Bowhunting season begins soon, and bird hunting season is not far behind. Bowhunting and using a shotgun for hunting birds require a different skill set than going into the woods with your best single projectile bolt action rifle after deer.
While many of the safety practices followed when using a rifle remain the same, there are some safety requirements specific to bow and bird hunting.
Whenever you hunt any animal with any weapon, always wear brightly colored jackets, preferably hunter orange, to quickly identify yourself to your fellow hunters.
Firearms Safety Basics
Even for bow hunting, many of these firearm essential safety habits apply:
- Never point a loaded weapon at someone else.
- Keep your finger off the trigger until you are ready to take a shot.
- Before you take your shot, take note of what lies beyond the target in case you miss.
- Wear eye protection
Drawing the String
Analogous to keeping your finger off the trigger of a gun until you are ready to take a shot, never draw your bow until you clearly have the target in range. Wait until you can safely take a shot before pulling back the string.
Always use an arm guard and shooting gloves. You can give yourself a painful injury if your bow string strikes your arm or slides along your fingers or hand.

# [Collected data]

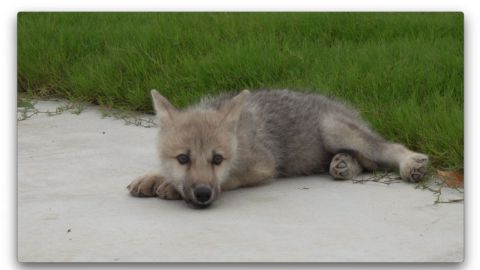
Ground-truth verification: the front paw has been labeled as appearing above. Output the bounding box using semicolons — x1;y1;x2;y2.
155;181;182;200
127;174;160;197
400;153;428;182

# [Task set]
(1) Copy everything in the bowhunting safety text from "While many of" down to "take a shot.", swapping "hunter orange" for "blaze orange".
(2) Which jacket color does the bowhunting safety text prefer for every hunt?

# [Responses]
(1)
While many of the safety practices followed when using a rifle remain the same, there are some safety requirements specific to bow and bird hunting.
Whenever you hunt any animal with any weapon, always wear brightly colored jackets, preferably blaze orange, to quickly identify yourself to your fellow hunters.
Firearms Safety Basics
Even for bow hunting, many of these firearm essential safety habits apply:
- Never point a loaded weapon at someone else.
- Keep your finger off the trigger until you are ready to take a shot.

(2) Hunter orange.